>> Start Input
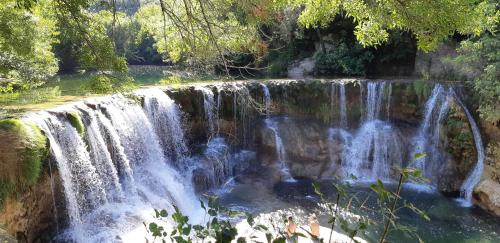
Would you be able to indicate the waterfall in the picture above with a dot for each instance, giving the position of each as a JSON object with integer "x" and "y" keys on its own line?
{"x": 343, "y": 106}
{"x": 280, "y": 149}
{"x": 336, "y": 137}
{"x": 217, "y": 154}
{"x": 374, "y": 100}
{"x": 338, "y": 99}
{"x": 267, "y": 97}
{"x": 165, "y": 117}
{"x": 375, "y": 148}
{"x": 218, "y": 109}
{"x": 120, "y": 151}
{"x": 99, "y": 154}
{"x": 209, "y": 108}
{"x": 475, "y": 175}
{"x": 427, "y": 138}
{"x": 83, "y": 187}
{"x": 241, "y": 104}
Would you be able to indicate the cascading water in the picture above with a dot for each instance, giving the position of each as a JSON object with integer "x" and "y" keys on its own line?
>> End Input
## What is required
Write the material out again exactly as it appears, dropping the pictures.

## Result of this exercise
Would you be able to indicate the waterfall in the picture above with a dot for each instance, giving the position of each as a JSON object with integer "x" and "y" keys on its own line?
{"x": 343, "y": 106}
{"x": 280, "y": 149}
{"x": 336, "y": 137}
{"x": 217, "y": 154}
{"x": 374, "y": 100}
{"x": 338, "y": 99}
{"x": 267, "y": 97}
{"x": 165, "y": 117}
{"x": 375, "y": 148}
{"x": 218, "y": 109}
{"x": 120, "y": 151}
{"x": 99, "y": 154}
{"x": 209, "y": 108}
{"x": 475, "y": 175}
{"x": 427, "y": 138}
{"x": 83, "y": 187}
{"x": 241, "y": 104}
Would you be able to indicate the cascading water in the picture above with a dot for each instance, giving the position of each as a JSON object with integer "x" and "y" keys on its own line?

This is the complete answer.